• **TASK**
Carry on the passage below about regional banks and their commercial loan risk, picking up after its final sentence.

• **DOCUMENT SECTION**
+++++

The market seems to have factored in most negative elements in relationship to the major banks, but there is a lot to come this year for regionals, and the strongest of them at this time according to Fitch ratings include U.S. Bancorp (NYSE:USB), New York Community Bank (NYSE:NYB) and PNC Financial Services (NYSE:PNC).
Even though major problems remain at larger financial institutions, they are different than the risks involved with their regional cousins, which this year will be the depth of commercial loan defaults, which the regional banks are much more exposed to.
The reason the three banks mentioned above are considered stronger positioned are the outlook for their financials is better than their competitors, and probably most importantly, in the short term, they carry a higher quality of assets in their portfolios, which will determine the performance, and in some cases, probably the survival of some of the struggling regionals.
It can also seem to imply that the rest of the banking industry is doing good as well, and that is even farther from the truth, as their strongest test is about to come upon them in the next year or so concerning the quality of the commercial loans they originated and still hold.

+++++

[Records]
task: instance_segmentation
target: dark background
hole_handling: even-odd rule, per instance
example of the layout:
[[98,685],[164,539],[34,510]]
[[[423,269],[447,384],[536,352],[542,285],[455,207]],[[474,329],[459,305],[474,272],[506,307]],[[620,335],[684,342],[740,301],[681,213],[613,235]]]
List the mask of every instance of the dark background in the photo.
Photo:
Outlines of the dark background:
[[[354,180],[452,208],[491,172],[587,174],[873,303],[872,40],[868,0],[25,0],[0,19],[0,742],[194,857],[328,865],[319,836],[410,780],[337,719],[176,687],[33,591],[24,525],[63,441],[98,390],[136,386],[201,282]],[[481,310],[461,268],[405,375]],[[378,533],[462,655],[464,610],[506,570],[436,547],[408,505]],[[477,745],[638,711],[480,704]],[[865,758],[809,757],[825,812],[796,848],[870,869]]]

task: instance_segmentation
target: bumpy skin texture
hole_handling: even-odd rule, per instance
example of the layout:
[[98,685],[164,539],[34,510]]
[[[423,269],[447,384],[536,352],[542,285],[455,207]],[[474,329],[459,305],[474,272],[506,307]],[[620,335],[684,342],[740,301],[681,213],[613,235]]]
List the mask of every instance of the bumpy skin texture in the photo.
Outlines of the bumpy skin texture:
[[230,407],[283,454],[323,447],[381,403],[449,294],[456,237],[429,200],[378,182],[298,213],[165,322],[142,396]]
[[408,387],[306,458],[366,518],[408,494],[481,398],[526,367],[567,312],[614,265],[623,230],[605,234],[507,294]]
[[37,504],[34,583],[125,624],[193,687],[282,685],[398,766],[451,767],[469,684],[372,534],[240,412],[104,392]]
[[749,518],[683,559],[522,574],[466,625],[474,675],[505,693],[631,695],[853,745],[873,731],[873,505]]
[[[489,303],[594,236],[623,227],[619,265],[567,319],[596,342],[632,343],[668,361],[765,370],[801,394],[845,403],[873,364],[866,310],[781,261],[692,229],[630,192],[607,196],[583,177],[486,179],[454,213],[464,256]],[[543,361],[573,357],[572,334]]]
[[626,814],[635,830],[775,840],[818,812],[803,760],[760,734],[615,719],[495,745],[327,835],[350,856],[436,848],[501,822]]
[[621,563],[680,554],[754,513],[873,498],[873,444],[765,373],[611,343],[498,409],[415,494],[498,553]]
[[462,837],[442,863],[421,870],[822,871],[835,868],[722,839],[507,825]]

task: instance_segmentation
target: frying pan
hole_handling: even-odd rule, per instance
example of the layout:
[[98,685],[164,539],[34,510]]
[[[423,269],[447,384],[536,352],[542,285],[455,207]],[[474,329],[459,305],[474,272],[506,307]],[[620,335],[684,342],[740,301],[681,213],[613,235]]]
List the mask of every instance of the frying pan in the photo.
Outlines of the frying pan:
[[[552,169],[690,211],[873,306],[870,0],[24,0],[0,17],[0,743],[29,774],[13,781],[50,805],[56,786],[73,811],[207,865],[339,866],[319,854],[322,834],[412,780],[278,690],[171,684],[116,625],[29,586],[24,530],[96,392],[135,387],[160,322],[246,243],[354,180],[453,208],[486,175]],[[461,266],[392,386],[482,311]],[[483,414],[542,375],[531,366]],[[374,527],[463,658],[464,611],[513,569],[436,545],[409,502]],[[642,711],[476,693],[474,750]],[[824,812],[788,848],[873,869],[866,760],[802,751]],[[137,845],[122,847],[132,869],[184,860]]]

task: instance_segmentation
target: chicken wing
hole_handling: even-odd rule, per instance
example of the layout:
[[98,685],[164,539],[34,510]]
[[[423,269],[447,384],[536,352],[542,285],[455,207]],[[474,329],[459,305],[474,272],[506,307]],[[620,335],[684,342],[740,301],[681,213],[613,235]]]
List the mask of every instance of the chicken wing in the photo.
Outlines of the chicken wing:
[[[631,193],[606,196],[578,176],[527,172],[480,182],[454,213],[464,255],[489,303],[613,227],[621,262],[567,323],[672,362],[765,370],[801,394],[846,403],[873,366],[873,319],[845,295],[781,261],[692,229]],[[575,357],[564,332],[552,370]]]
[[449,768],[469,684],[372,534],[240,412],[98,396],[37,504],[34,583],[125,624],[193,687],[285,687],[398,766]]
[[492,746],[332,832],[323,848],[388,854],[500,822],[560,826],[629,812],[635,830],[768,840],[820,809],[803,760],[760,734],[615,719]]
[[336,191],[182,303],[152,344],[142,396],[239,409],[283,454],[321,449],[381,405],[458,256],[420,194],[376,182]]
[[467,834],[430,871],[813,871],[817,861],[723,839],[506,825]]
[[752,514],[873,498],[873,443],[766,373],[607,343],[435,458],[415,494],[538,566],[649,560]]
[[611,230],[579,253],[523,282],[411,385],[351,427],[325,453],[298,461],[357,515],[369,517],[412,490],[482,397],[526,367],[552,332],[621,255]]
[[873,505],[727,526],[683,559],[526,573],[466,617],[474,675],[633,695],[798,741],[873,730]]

+++++

• **EXPECTED OUTPUT**
Interestingly, in spite of the idea there is a lot of progress going forward in the consumer banking market, according to Fitch, they see it getting worse in 2010 as it goes along, and with re-sets about to explode on the industry, that is probably true. Re-sets haven’t been in the news much in the recent past, but they are a real force on the consumer side which has yet to be dealt with, but we are in the midst of right now.
Mortgages aren’t the only concern in this sector either according to the Fitch report, as home equity loans and credit cards continue to be a major problem and they should grow in defaults into 2011, which will continue to put downward pressure on bank earnings for the next year or more, depending on how deeply the problems go.
Although there has been a general, slight improvement in some of the underlying banking industry fundamentals, Fitch still has a negative outlook for the industry in place until these problems truly work their way out of the system.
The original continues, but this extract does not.